Starting at the line that contains "the car shadow", copy each line through the end of the listing below. Include both ends and output nothing more.
====
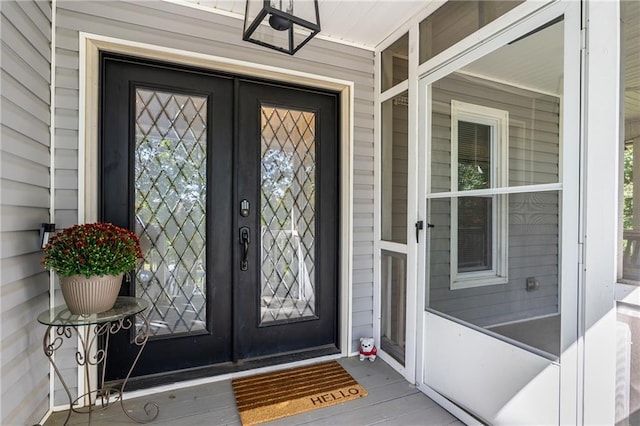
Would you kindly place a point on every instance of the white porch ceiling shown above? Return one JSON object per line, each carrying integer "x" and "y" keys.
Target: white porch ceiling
{"x": 364, "y": 23}
{"x": 528, "y": 63}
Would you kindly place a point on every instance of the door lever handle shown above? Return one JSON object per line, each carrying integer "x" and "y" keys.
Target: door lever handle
{"x": 245, "y": 239}
{"x": 419, "y": 227}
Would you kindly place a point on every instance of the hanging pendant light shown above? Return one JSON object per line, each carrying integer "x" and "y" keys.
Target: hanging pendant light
{"x": 278, "y": 25}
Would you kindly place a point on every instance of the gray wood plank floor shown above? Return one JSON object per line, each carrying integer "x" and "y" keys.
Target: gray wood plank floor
{"x": 391, "y": 401}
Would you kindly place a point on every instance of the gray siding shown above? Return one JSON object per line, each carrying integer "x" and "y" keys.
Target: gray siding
{"x": 178, "y": 27}
{"x": 24, "y": 204}
{"x": 533, "y": 224}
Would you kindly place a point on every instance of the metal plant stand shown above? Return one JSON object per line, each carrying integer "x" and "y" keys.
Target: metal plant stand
{"x": 63, "y": 325}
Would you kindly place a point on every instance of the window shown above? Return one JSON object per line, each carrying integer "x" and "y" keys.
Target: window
{"x": 479, "y": 138}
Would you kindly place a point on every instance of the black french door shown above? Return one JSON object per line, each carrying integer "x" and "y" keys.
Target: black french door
{"x": 232, "y": 186}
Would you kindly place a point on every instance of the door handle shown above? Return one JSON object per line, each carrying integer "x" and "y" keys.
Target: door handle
{"x": 245, "y": 239}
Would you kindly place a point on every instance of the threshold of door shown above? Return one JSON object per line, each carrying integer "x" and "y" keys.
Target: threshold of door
{"x": 228, "y": 369}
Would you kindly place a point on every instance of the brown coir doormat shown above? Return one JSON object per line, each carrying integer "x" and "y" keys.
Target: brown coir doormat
{"x": 270, "y": 396}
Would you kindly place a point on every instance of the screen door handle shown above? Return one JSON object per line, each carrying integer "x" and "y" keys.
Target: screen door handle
{"x": 244, "y": 240}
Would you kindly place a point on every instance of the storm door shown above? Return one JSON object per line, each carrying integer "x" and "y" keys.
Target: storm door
{"x": 232, "y": 187}
{"x": 500, "y": 181}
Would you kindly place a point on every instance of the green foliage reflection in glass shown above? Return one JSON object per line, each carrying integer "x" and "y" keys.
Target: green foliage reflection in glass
{"x": 474, "y": 150}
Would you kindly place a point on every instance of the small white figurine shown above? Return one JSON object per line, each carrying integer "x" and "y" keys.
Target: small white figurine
{"x": 367, "y": 349}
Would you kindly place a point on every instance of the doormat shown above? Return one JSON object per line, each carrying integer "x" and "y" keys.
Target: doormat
{"x": 271, "y": 396}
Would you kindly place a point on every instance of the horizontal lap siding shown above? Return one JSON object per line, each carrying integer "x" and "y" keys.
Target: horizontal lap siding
{"x": 533, "y": 218}
{"x": 179, "y": 27}
{"x": 24, "y": 204}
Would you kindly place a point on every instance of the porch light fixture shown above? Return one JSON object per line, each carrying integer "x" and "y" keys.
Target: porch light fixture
{"x": 279, "y": 25}
{"x": 46, "y": 229}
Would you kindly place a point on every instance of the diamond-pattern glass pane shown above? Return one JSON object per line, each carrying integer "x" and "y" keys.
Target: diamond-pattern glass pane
{"x": 170, "y": 208}
{"x": 288, "y": 170}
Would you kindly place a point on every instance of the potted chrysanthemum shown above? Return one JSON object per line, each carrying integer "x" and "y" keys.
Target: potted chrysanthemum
{"x": 90, "y": 260}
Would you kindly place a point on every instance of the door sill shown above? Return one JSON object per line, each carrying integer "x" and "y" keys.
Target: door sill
{"x": 153, "y": 380}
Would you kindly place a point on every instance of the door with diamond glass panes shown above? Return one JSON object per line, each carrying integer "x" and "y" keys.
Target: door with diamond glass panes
{"x": 232, "y": 186}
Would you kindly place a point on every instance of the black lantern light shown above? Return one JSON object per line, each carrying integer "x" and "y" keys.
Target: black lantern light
{"x": 280, "y": 25}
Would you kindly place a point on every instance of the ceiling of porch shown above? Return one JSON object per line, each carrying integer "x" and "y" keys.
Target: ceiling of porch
{"x": 528, "y": 63}
{"x": 364, "y": 23}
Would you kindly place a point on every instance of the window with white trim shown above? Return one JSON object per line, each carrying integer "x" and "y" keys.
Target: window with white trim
{"x": 479, "y": 164}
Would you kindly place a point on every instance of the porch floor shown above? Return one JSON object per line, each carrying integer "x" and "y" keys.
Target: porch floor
{"x": 391, "y": 401}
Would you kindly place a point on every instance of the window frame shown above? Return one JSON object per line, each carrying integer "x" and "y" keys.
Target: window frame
{"x": 498, "y": 121}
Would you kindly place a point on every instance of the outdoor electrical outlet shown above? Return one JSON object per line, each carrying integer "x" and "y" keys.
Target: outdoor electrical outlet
{"x": 532, "y": 284}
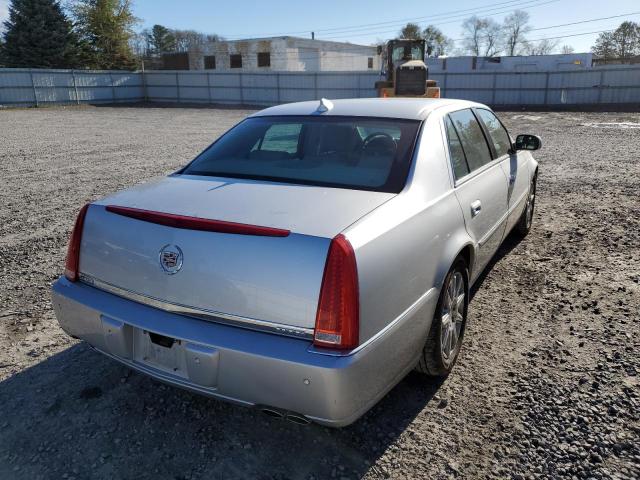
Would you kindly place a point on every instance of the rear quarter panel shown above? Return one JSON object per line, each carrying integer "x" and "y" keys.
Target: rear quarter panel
{"x": 405, "y": 247}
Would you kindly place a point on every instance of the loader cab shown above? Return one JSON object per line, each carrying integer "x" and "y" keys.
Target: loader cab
{"x": 405, "y": 71}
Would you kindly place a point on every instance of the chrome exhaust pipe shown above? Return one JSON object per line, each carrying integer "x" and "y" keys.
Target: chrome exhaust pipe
{"x": 272, "y": 412}
{"x": 298, "y": 419}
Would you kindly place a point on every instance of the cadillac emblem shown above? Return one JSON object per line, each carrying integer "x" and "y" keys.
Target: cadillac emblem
{"x": 171, "y": 259}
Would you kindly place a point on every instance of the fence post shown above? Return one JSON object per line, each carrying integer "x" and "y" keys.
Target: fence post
{"x": 444, "y": 84}
{"x": 113, "y": 88}
{"x": 315, "y": 86}
{"x": 145, "y": 94}
{"x": 493, "y": 89}
{"x": 33, "y": 86}
{"x": 75, "y": 86}
{"x": 178, "y": 87}
{"x": 601, "y": 86}
{"x": 546, "y": 89}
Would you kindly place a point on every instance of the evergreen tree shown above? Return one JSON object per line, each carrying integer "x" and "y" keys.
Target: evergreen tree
{"x": 38, "y": 35}
{"x": 106, "y": 29}
{"x": 161, "y": 40}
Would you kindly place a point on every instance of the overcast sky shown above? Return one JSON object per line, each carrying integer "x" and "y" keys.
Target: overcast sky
{"x": 373, "y": 20}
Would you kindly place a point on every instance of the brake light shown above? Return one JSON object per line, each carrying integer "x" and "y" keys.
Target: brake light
{"x": 196, "y": 223}
{"x": 73, "y": 251}
{"x": 338, "y": 315}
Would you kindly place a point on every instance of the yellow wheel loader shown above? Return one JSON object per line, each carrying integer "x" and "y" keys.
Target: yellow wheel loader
{"x": 406, "y": 72}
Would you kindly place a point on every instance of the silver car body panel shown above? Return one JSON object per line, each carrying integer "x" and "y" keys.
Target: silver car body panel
{"x": 404, "y": 246}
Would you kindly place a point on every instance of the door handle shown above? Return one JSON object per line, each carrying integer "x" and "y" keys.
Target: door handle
{"x": 476, "y": 207}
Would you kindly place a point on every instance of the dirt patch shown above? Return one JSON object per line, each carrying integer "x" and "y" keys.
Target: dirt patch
{"x": 547, "y": 385}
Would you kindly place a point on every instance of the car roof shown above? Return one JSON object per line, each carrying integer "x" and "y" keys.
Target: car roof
{"x": 406, "y": 108}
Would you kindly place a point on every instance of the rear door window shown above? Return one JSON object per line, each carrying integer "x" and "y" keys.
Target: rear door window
{"x": 497, "y": 133}
{"x": 458, "y": 159}
{"x": 472, "y": 138}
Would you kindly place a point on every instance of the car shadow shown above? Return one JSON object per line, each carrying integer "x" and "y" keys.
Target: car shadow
{"x": 81, "y": 414}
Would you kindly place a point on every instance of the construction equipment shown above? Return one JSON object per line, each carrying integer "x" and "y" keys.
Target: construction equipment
{"x": 406, "y": 72}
====
EXPECTED ANSWER
Would you kindly place a point on every instance of the car shadow shown above? Return one JSON object per line, each carrying integer "x" and "y" keys.
Target: car shadow
{"x": 81, "y": 414}
Would you kindly place a point on every instance of the construction equipment shown above? Return one JSON object per line, each carrying integer "x" and "y" keys.
Target: construction equipment
{"x": 406, "y": 72}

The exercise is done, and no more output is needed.